>> start

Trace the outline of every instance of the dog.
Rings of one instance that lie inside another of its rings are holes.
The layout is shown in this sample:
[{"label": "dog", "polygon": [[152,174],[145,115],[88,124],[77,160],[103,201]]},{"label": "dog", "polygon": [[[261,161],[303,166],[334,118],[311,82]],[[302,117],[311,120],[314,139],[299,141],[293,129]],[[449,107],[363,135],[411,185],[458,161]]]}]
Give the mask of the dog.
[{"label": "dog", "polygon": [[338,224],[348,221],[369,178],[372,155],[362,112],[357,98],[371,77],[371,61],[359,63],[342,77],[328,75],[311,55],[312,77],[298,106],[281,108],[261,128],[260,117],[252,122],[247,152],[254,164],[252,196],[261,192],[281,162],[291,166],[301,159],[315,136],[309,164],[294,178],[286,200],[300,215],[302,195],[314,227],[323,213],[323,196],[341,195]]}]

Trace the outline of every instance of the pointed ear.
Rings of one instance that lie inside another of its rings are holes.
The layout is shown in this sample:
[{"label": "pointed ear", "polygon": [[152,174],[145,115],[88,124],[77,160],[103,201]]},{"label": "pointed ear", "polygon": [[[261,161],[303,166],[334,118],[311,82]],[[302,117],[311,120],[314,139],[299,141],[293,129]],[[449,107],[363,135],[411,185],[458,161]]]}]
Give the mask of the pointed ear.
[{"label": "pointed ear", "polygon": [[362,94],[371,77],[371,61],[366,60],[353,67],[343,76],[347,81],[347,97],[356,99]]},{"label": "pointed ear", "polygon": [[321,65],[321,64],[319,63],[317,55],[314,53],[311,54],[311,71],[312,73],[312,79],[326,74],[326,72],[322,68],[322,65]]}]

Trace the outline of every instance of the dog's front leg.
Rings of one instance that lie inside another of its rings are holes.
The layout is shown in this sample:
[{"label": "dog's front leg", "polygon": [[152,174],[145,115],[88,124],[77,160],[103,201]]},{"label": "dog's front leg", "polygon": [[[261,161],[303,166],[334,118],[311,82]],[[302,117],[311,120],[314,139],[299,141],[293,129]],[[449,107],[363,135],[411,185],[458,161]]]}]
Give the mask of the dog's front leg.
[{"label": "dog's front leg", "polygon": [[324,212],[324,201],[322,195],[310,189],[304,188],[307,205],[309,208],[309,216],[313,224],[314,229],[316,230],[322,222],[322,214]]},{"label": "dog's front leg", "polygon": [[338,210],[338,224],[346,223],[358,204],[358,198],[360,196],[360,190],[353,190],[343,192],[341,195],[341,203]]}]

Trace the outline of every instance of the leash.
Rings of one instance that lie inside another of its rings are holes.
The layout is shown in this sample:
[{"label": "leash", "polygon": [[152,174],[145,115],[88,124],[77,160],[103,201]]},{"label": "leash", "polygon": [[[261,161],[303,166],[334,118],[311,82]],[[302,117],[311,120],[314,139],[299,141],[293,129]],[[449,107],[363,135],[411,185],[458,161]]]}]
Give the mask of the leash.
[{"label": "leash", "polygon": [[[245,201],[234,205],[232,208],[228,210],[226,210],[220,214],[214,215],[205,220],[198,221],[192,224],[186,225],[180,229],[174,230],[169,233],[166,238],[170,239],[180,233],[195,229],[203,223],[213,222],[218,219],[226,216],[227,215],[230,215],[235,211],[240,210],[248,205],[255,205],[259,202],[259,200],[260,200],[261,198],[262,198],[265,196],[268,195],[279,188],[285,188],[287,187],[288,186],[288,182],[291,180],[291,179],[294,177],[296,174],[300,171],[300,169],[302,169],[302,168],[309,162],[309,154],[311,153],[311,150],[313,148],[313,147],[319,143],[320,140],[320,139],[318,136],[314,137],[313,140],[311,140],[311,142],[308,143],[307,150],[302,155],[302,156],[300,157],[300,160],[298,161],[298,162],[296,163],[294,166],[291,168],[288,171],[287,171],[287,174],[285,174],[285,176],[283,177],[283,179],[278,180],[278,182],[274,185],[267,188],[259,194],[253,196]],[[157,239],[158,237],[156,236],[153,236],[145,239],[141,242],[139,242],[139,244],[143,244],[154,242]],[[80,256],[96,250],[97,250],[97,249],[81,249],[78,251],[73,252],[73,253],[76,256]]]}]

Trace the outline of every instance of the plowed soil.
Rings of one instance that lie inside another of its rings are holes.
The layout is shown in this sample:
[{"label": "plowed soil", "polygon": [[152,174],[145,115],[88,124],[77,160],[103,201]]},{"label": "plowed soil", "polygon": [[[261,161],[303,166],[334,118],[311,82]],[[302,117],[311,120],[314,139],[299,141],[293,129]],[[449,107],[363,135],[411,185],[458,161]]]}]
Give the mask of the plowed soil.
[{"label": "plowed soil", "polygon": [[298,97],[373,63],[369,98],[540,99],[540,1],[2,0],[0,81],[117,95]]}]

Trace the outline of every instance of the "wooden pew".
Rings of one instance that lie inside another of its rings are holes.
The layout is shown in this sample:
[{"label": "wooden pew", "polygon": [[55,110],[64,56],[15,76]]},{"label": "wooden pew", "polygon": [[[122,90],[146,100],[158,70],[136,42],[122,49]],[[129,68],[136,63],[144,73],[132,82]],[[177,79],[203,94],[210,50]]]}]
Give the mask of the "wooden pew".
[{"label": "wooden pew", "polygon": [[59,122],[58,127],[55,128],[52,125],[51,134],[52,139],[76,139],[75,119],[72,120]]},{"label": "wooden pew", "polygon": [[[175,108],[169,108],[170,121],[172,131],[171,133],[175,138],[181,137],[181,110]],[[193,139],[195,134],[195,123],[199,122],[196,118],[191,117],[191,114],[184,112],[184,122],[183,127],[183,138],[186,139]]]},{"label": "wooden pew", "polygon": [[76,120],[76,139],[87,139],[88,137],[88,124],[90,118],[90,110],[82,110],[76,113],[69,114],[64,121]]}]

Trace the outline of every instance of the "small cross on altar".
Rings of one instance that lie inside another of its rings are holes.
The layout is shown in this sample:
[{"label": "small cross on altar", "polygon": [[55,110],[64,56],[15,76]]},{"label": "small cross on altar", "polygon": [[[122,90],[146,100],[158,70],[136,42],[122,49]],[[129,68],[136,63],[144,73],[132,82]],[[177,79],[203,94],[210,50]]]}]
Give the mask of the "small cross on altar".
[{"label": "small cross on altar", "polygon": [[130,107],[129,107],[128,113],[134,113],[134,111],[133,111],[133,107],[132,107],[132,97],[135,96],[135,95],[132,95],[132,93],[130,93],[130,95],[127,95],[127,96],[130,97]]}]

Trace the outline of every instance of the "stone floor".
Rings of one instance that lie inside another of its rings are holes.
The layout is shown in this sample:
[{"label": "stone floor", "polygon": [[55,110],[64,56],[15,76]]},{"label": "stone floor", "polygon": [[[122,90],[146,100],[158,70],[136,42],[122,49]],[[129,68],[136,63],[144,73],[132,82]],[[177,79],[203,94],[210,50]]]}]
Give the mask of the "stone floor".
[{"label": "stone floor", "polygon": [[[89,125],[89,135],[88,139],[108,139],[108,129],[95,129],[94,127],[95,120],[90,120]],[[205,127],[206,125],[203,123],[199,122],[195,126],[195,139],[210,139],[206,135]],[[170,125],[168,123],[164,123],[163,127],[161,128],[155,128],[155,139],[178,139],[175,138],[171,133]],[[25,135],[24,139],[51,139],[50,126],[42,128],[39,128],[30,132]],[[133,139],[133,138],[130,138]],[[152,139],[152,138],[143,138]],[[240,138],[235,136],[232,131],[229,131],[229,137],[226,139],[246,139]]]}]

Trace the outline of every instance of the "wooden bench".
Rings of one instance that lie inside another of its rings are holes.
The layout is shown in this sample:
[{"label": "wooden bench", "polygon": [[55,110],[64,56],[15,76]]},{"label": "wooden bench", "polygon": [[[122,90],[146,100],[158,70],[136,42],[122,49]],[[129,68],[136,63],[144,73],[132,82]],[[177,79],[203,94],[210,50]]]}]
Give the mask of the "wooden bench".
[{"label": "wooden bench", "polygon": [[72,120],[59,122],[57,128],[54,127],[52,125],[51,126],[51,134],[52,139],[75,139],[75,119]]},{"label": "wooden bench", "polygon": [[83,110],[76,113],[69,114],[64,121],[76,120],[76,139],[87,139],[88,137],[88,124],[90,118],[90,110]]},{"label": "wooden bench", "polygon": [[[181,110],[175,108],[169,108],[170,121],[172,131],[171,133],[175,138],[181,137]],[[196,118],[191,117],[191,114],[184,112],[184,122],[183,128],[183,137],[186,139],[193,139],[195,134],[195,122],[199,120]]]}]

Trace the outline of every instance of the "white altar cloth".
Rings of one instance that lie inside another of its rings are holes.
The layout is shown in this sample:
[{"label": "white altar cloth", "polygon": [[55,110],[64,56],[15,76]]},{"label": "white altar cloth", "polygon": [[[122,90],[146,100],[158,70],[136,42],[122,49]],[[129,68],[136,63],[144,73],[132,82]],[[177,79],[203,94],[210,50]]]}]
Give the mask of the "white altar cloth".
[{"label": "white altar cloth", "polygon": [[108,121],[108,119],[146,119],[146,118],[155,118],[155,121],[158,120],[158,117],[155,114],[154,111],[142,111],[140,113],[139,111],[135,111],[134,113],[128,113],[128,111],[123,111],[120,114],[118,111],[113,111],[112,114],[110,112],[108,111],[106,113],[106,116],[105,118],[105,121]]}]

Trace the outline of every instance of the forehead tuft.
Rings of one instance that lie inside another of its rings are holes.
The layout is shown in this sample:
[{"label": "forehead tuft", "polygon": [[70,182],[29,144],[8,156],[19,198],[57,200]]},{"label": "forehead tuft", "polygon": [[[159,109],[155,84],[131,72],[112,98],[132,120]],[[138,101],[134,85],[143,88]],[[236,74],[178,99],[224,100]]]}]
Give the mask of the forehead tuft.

>> end

TASK OBJECTIVE ::
Reproduce word for word everything from the first line of the data down to and including the line that contains "Give the mask of the dog.".

COMPLETED EXERCISE ::
Trace the outline of every instance of the dog.
Rings of one instance that lie inside another of its rings are holes.
The layout is shown in this sample:
[{"label": "dog", "polygon": [[152,174],[145,115],[88,124],[77,160],[103,201]]},{"label": "dog", "polygon": [[[261,161],[303,166],[334,118],[311,82]],[[302,117],[311,120],[314,139],[299,141],[293,129]],[[449,107],[363,135],[411,185],[458,161]]]}]
Give the mask of the dog.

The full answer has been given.